TUGAS YANG DIMINTA 1 =>
Jawablah pertanyaan berikut berdasarkan teks tentang lagu Oemar Bakri di bawah.
(a) Lagu apa yang disebut jelas-jelas mengkritisi kelakuan pejabat pemerintahan yang korup?
(b) Oemar Bakri, seorang pegawai negeri sipil, bekerja sebagai apa?
(c) Predikat apa yang disandang seorang Hakim?

Sekedar review ke belakang, adanya kontrol yang ketat terhadap kritik kepada
pemerintah, dalam segala bentuknya, sedikit banyak “mengekang” para seniman
maupun pekerja seni lainnya, termasuk di dalamnya adalah setiap individu
sebagai anggota masyarakat di dalam mengekspresikan dirinya maupun melakukan
kritik sosial terhadap kondisi sosial, ekonomi, politik dan budaya yang terjadi
pada masa itu.
Kehadiran Iwan Fals mungkin menjadi salah satu sosok yang
berani tampil beda., yang selalu dengan berani mengekspresikan kritik-kritik
sosial dalam lagu-lagunya. Tentunya masih banyak yang mengingat lagu BENTO,
yang jelas-jelas mengkritisi kelakuan pejabat-pejabat pemerintahan yang korup
namun salah satu lagu yang menarik adalah lagu OEMAR BAKRI, yang begitu
melegenda.
Sosok Oemar Bakri sebagai pegawai negeri sipil yang
bekerja sebagai seorang guru, mengisahkan kebersahajaan dan kesederhaan yang
dijalani oleh tokoh dalam lagu tersebut, seorang tokoh yang tidak pernah
mengeluh akan tugas-tugasnya sebagai tenaga pendidik dan juga tidak pernah
mengeluh akan gaji serta fasilitas yang didapatkannya. Mungkin soosk Oemar
Bakri menjadi sosok yang langka di era saat ini.
HAKIM OEMAR BAKRI
Mendapat predikat sebagai Wakil Tuhan, menjadikan
kedudukan seorang Hakim menjadi begitu tinggi, dalam arti selain tingkat
penghasilan dan fasilitas yang diterima (diharapkan) akan menjadi tinggi tetapi
juga tinggi dalam arti harapan masyarakat akan keadilan. Harapan yang tentunya
akan membuat para Hakim harus bekerja keras untuk mewujudkannya. Pada tataran
tertentu, Hakim juga terkadang mengeluhkan tidak seimbangnya antara
penghasilannya dengan beban kerja yang harus diselesaikannya. Bolehkan seorang
Hakim mengeluh terhadap hal demikian ? Sebagai seorang manusia, sangatlah
manusiawi apabila seseorang mengeluhkan beban pekerjaannya yang harus
dikerjaannya setiap hari, belum lagi tuntutan kebutuhan hidup yang semakin
besar yang sering kali tidak sebanding dengan penghasilannya. Namun sekiranya
kita mau melakukan introspeksi diri dengan berkaca kepada lagu Oemar Bakri,
maka seharusnya dapat membuka mata batin kita bahwa masih banyak “oemar bakri-oemar
bakri” lain yang tidak mengeluhkan keadaannya, yang selalu ikhlas dalm
menjalankan tugas kedinasannya, meskipun harus bekerja tanpa penhasilan yang
cukup.

DATA YANG DIBERIKAN =>

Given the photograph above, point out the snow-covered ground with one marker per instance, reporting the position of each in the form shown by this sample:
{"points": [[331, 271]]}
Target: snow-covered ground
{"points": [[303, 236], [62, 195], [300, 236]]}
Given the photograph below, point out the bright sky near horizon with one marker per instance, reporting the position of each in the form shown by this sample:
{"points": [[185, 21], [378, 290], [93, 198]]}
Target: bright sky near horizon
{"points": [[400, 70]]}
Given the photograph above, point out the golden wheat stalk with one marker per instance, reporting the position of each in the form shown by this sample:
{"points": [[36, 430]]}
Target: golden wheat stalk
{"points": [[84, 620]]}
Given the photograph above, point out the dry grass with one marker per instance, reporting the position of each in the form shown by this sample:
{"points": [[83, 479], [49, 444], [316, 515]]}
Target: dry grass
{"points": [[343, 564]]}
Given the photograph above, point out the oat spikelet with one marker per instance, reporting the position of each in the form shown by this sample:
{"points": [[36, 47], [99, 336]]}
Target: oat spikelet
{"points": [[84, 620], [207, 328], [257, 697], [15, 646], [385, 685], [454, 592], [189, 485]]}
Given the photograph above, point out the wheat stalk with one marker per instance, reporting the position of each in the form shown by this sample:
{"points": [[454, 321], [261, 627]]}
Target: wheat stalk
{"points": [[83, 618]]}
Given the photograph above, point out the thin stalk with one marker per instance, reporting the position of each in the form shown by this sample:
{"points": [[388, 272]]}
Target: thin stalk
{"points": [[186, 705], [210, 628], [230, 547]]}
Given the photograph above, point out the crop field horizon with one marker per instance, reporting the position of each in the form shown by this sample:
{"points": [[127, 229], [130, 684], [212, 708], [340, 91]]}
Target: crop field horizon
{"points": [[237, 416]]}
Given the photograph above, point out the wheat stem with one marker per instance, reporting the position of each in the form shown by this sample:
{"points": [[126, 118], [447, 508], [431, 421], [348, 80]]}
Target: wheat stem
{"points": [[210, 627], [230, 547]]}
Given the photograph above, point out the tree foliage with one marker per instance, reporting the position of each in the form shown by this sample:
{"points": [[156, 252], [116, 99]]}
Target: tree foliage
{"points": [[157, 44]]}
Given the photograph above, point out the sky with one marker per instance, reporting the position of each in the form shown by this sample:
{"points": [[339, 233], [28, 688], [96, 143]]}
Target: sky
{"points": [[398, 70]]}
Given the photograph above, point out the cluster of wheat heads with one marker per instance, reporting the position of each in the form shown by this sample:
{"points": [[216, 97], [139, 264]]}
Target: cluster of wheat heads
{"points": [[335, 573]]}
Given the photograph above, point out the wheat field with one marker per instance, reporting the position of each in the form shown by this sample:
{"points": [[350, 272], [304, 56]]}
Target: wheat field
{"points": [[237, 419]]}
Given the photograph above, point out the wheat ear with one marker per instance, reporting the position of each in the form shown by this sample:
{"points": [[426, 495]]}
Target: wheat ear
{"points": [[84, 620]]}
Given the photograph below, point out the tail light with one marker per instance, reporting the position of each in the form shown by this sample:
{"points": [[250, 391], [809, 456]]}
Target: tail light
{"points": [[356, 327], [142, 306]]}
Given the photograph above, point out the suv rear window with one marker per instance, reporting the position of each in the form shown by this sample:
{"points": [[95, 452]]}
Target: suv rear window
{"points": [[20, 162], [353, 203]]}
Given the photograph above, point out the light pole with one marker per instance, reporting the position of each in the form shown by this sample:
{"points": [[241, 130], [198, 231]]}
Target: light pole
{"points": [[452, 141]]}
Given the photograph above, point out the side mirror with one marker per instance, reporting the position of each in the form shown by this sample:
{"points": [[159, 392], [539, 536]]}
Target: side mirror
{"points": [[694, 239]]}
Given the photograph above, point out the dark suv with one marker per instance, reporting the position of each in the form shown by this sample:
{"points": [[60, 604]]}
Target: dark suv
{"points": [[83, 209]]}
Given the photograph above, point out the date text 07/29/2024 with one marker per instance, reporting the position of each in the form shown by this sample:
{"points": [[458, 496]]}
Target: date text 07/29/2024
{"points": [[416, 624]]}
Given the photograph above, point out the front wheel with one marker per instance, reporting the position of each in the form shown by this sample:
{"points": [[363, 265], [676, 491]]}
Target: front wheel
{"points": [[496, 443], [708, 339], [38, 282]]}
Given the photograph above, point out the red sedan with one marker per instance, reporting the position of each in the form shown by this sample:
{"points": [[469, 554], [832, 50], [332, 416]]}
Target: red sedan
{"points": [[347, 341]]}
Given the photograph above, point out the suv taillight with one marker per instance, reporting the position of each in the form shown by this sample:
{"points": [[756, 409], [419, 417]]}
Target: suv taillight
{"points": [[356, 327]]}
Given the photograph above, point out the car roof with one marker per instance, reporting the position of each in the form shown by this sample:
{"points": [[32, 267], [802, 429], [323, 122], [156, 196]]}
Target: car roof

TUGAS YANG DIMINTA 2 =>
Ganti "car roof" dengan "vehicle roof" pada baris-baris daftar di atas, mulai dari baris yang memuat "Given the photograph above, point out the car" sampai dengan akhir daftar. Tuliskan kembali hanya baris-baris tersebut tanpa perubahan lain.

PENYELESAIAN LENGKAP 1 =>
(a) BENTO
(b) Seorang guru
(c) Wakil Tuhan

PENYELESAIAN LENGKAP 2 =>
Given the photograph above, point out the vehicle roof with one marker per instance, reporting the position of each in the form shown by this sample:
{"points": [[32, 267], [802, 429], [323, 122], [156, 196]]}
Target: vehicle roof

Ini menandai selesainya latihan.